### Stated problem
Lines before the one containing "Return the polygon of every instance of the black" are excluded; reproduce that line and all lines after it in the entries below, exactly.

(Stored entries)
──────

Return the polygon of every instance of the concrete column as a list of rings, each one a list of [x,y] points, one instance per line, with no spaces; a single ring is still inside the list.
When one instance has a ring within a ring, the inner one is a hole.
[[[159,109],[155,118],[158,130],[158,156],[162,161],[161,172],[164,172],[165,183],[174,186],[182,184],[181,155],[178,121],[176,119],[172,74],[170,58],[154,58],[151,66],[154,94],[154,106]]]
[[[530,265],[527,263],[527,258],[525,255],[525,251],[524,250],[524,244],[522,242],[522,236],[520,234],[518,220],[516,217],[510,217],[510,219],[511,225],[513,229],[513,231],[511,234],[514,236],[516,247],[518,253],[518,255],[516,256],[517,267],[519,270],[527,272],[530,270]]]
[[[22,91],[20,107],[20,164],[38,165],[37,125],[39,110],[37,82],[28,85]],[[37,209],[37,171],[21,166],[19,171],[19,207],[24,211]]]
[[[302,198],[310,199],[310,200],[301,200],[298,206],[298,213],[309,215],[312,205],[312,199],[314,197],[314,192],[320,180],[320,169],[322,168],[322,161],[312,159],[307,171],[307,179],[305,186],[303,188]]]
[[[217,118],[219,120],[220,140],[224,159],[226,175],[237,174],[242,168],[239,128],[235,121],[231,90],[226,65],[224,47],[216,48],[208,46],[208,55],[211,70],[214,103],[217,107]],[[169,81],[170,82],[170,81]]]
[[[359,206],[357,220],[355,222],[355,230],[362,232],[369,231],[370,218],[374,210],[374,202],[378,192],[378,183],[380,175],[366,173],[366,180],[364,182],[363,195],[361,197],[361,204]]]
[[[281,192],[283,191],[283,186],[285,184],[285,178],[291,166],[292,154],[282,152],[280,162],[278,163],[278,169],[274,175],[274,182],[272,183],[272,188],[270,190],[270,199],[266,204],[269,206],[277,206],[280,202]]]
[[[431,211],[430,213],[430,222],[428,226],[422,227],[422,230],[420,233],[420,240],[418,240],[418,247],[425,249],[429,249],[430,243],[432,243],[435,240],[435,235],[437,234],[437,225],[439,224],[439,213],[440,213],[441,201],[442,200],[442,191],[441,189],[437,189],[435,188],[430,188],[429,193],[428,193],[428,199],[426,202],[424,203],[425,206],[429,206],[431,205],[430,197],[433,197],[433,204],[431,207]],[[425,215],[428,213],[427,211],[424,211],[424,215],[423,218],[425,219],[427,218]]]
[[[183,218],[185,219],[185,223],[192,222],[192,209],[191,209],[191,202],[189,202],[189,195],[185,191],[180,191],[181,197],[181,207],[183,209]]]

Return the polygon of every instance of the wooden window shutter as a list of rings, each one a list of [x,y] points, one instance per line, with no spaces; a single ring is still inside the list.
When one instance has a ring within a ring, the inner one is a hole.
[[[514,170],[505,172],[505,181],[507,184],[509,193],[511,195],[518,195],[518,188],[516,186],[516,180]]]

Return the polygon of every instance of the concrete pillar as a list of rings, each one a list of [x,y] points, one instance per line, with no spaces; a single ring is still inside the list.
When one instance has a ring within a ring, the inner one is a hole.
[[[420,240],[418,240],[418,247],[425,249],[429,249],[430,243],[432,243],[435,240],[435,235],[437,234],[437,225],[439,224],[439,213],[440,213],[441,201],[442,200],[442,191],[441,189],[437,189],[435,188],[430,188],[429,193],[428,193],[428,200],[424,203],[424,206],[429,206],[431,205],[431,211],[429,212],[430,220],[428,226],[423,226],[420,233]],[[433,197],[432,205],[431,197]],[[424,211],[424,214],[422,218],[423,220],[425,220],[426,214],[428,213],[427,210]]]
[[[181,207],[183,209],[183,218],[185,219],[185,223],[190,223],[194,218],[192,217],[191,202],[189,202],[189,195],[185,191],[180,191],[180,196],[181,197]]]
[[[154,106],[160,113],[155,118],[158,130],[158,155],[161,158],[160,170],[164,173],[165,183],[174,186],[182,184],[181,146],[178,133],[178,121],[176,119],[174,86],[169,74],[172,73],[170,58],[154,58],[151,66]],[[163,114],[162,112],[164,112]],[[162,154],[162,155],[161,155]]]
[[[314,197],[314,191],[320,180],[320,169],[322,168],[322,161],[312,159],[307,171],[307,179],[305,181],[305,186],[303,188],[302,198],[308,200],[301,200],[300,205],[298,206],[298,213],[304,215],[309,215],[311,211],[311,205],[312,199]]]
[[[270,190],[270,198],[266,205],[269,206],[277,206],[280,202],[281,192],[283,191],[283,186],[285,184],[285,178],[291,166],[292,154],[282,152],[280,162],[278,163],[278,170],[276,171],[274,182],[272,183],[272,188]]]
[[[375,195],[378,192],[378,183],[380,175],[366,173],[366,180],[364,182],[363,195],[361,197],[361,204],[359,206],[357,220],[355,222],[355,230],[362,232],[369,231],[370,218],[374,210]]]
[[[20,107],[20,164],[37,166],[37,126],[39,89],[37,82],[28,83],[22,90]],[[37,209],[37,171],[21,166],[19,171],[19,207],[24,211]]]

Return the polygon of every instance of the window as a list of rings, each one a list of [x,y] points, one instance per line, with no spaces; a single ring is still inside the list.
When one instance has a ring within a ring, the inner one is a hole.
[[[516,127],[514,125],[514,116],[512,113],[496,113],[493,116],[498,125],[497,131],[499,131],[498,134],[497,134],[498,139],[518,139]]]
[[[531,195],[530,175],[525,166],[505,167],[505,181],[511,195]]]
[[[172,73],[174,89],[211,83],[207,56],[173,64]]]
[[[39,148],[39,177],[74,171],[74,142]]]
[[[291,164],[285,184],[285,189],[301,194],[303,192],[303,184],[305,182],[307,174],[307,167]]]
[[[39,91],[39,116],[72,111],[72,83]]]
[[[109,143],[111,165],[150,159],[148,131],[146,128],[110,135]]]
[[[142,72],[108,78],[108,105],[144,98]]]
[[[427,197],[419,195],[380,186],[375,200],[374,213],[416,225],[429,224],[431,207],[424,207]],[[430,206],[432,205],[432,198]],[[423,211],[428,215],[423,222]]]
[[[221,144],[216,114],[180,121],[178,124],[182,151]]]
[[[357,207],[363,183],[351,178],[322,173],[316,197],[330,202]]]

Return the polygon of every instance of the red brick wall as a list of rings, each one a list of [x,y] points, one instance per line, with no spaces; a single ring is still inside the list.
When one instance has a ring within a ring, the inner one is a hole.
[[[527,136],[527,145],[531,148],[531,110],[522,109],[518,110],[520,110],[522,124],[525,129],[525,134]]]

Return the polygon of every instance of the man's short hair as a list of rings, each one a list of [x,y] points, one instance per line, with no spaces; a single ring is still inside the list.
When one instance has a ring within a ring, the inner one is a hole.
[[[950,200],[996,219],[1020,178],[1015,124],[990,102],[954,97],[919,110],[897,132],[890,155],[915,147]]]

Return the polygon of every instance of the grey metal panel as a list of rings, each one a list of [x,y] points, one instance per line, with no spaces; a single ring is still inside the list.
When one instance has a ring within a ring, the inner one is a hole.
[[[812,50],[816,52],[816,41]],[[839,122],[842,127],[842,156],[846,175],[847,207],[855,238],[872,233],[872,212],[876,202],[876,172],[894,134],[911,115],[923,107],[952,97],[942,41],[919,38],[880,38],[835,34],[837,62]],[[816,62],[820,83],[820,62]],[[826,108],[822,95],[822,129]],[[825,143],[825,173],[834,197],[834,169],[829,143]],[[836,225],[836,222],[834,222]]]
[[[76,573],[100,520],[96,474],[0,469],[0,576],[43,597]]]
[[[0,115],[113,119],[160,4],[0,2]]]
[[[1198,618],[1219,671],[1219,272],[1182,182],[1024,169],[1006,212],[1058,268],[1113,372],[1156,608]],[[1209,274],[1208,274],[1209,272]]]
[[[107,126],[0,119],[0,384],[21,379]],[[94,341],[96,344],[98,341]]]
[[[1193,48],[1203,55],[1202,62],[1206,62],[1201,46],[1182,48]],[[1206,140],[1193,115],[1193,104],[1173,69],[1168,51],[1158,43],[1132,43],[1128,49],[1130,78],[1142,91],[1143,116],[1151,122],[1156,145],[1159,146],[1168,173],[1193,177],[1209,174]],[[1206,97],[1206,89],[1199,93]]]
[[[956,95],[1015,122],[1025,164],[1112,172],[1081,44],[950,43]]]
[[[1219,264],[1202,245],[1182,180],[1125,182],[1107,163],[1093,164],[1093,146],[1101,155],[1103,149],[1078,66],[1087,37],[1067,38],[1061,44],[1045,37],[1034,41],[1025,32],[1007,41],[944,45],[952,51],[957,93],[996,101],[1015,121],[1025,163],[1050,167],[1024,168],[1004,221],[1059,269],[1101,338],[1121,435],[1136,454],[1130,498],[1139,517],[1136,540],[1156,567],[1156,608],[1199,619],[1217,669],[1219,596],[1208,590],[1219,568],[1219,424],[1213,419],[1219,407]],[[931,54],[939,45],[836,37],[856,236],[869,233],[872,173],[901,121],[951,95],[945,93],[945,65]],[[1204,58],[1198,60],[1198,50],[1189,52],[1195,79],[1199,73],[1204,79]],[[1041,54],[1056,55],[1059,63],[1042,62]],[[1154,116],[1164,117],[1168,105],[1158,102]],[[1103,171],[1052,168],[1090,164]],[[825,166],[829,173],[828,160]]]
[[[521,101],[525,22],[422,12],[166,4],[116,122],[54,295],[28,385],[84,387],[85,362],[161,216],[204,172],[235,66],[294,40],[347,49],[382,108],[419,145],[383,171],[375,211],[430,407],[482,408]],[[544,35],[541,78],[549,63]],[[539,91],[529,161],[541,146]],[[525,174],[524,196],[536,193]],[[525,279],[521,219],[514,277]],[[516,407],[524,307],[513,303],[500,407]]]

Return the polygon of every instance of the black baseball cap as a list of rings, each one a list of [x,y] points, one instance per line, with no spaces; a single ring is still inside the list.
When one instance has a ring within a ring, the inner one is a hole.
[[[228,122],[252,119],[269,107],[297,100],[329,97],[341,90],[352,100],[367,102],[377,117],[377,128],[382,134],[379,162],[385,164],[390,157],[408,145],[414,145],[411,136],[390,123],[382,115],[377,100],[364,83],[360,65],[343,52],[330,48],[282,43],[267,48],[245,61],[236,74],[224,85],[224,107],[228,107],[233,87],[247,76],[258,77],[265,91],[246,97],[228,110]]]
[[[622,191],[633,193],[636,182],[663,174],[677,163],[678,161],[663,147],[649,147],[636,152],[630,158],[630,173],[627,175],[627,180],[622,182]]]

──────

### Answer in full
Return the polygon of every instance of the black baseball cap as a list of rings, each one a list of [x,y] points, one instance per line, with no spaces; a single ring is still inside the list.
When one instance has a ring within a ring, the inner one is a hole.
[[[228,122],[252,119],[269,107],[297,100],[329,97],[341,90],[352,100],[367,102],[377,117],[377,128],[382,134],[379,162],[385,164],[390,157],[408,145],[414,145],[411,136],[390,123],[382,115],[377,100],[364,83],[360,65],[343,52],[330,48],[282,43],[267,48],[245,61],[236,74],[224,85],[224,107],[228,107],[233,87],[247,76],[258,77],[265,91],[246,97],[228,110]]]
[[[622,191],[633,193],[636,182],[663,174],[677,163],[678,161],[663,147],[649,147],[636,152],[630,158],[630,173],[627,175],[627,180],[622,182]]]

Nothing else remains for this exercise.